In [None]:
%%capture
!pip install dataset evaluate transformers[sentencepiece]
!pip install transformers trl==0.8.3 peft bitsandbytes
!pip install loguru rouge_score bert_score
!pip install --upgrade nltk
!pip install fire wandb

In [None]:
from datasets import Dataset, load_dataset
import pandas as pd
from tqdm import tqdm
from loguru import logger
from huggingface_hub import login
import os, torch, wandb, fire, evaluate
from trl import SFTTrainer, setup_chat_format
from transformers import AutoModelForCausalLM, AutoTokenizer, BitsAndBytesConfig, HfArgumentParser, TrainingArguments, pipeline, logging, DataCollatorForLanguageModeling
from peft import LoraConfig, PeftModel, prepare_model_for_kbit_training, get_peft_model, AutoPeftModelForCausalLM


In [None]:
from huggingface_hub import login

login("")

In [None]:
ds1 = load_dataset("sailor2/Vietnamese_RAG", "BKAI_RAG", split="train[:1141]")

ds2 = load_dataset("sailor2/Vietnamese_RAG", "LegalRAG", split="train[:3176]")

ds3 = load_dataset("sailor2/Vietnamese_RAG", "expert", split="train[:1772]")

ds4 = load_dataset("luzox/UTEHY_QA", split="train+test")

In [None]:
ds1 = ds1.train_test_split(test_size=0.04)
ds2 = ds2.train_test_split(test_size=0.03)
ds3 = ds3.train_test_split(test_size=0.03)
ds4 = ds4.train_test_split(test_size=0.2)

In [None]:
print(ds1)
print(ds2)
print(ds3)
print(ds4)

In [None]:
print(ds1["train"].features)
print('--'*50)

· · · · · · ·

What this exercise asks
• 1. In the notebook that loads the Vietnamese RAG datasets, which version of trl is installed?
• 2. Carry on the notebook that loads the Vietnamese RAG datasets, starting directly after its final line.

· · · · · · ·

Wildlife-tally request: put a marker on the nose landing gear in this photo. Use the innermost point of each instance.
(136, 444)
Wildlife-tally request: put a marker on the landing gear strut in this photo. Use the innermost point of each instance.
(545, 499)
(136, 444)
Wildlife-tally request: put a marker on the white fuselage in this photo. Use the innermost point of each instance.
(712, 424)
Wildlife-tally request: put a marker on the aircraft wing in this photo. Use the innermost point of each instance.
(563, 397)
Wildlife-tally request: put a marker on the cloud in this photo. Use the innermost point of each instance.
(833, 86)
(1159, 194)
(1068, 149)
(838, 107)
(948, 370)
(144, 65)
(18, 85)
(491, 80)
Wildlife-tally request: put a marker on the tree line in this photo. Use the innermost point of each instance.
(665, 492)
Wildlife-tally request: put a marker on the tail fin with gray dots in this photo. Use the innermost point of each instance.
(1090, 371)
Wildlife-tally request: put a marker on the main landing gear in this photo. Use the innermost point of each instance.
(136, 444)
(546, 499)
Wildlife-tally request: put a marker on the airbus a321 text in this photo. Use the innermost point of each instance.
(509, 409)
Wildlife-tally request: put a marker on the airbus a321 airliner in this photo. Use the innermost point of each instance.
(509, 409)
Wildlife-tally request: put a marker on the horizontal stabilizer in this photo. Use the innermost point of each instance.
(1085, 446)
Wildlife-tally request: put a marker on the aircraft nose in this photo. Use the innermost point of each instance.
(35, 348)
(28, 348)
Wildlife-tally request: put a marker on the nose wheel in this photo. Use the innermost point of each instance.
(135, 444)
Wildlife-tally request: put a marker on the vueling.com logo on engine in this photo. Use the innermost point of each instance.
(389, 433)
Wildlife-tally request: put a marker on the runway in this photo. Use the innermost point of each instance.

· · · · · · ·

Written answers
• 1. Version 0.8.3

• 2.
print(ds2["train"].features)
print('--'*50)
print(ds3["train"].features)
print('--'*50)
print(ds4["train"].features)


In [None]:
ds3 = ds3.remove_columns(["system", "field","spec_field", "question_type","question_type_symbol"])

ds3 = ds3.rename_columns({"revised_answer": "answer", "revised_claims": "context"})

In [None]:
# ds5 = ds5.remove_columns(["groundedness_score", "groundedness_eval","relevance_score", "standalone_score","standalone_eval", "relevance_eval"])

In [None]:
# ds6 = ds6.remove_columns(["groundedness_score", "groundedness_eval","relevance_score", "standalone_score","standalone_eval", "relevance_eval"])

In [None]:
from datasets import concatenate_datasets
from datasets.features import Sequence as DatasetsSequence

def standardize_dataset(dataset_dict):
    # Handle DatasetDict (with train/test/validation splits)
    if hasattr(dataset_dict, 'keys') and isinstance(dataset_dict, dict):
        standardized_dict = {}
        
        for split_name, ds in dataset_dict.items():
            def transform_example(example):
                standardized = {
                    'question': example['question'],
                    'answer': example['answer']
                }
                
                # Check the actual data type of the context
                if isinstance(example['context'], list):
                    standardized['context'] = ' '.join([str(item) for item in example['context']])
                else:
                    standardized['context'] = example['context']
                    
                return standardized
            
            standardized_dict[split_name] = ds.map(transform_example)
        
        return standardized_dict
    else:
        # Handle a single Dataset object
        def transform_example(example):
            standardized = {
                'question': example['question'],
                'answer': example['answer']
            }
            
            # Check the actual data type of the context
            if isinstance(example['context'], list):
                standardized['context'] = ' '.join([str(item) for item in example['context']])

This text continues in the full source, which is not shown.